▶ _Stored entries_:

****************

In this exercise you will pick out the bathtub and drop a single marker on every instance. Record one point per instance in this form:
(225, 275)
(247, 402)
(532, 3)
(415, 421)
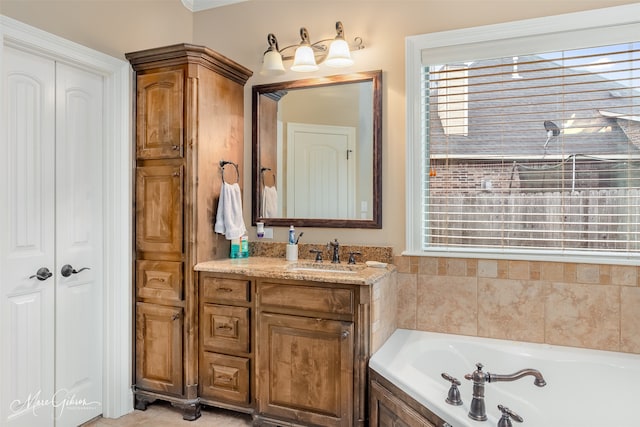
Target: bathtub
(585, 388)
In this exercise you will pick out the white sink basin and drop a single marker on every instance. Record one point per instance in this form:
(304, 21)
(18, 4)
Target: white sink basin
(317, 267)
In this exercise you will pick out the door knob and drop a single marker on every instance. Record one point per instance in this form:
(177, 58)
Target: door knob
(68, 270)
(43, 273)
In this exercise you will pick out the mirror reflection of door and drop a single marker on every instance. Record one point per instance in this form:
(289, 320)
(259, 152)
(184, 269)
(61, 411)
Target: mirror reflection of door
(321, 163)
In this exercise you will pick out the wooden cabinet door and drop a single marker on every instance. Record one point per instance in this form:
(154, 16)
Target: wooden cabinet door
(305, 369)
(159, 348)
(159, 197)
(159, 120)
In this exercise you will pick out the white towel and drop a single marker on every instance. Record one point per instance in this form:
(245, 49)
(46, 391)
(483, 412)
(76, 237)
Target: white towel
(229, 219)
(269, 202)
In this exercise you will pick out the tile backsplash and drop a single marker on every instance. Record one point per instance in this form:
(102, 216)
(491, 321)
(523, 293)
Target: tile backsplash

****************

▶ _EXERCISE_: Render every line of the data above as a numbered list, skipping blank lines. Leave the pictures out of your answer.

▶ _TASK OUTPUT_:
1. In this exercise you will pick out the bathtub and drop a single marker on every instance. Record one point per instance in this form:
2. (225, 275)
3. (247, 402)
4. (532, 3)
5. (415, 421)
6. Target: bathtub
7. (585, 388)
8. In this exercise you will pick out the white sink basin and drop a single marker on every instance. Record one point per instance in this form:
9. (304, 21)
10. (18, 4)
11. Target: white sink basin
12. (317, 267)
13. In this exercise you will pick out the door knob and drop a single marker on every instance. Record one point per instance in this form:
14. (177, 58)
15. Target: door knob
16. (68, 270)
17. (43, 273)
18. In this exercise you will pick out the mirror reflection of door and drop a single marker on every instance. Record one point per instance in this form:
19. (289, 320)
20. (259, 152)
21. (184, 269)
22. (61, 411)
23. Target: mirror reflection of door
24. (321, 163)
25. In this exercise you will pick out the wooden cabinet door and drop a single marker on every instance. Record one point per instance in this form:
26. (154, 16)
27. Target: wooden cabinet door
28. (305, 369)
29. (159, 348)
30. (159, 197)
31. (159, 120)
32. In this exercise you will pick out the white towel and drop a single marker on every instance. Record one point per instance in this form:
33. (245, 49)
34. (46, 391)
35. (483, 412)
36. (76, 237)
37. Target: white towel
38. (229, 219)
39. (269, 202)
40. In this exercise you will pick out the tile backsplash and drop a single marker on every instance. Record one point per instance in this form:
41. (102, 216)
42. (491, 321)
43. (523, 293)
44. Target: tile backsplash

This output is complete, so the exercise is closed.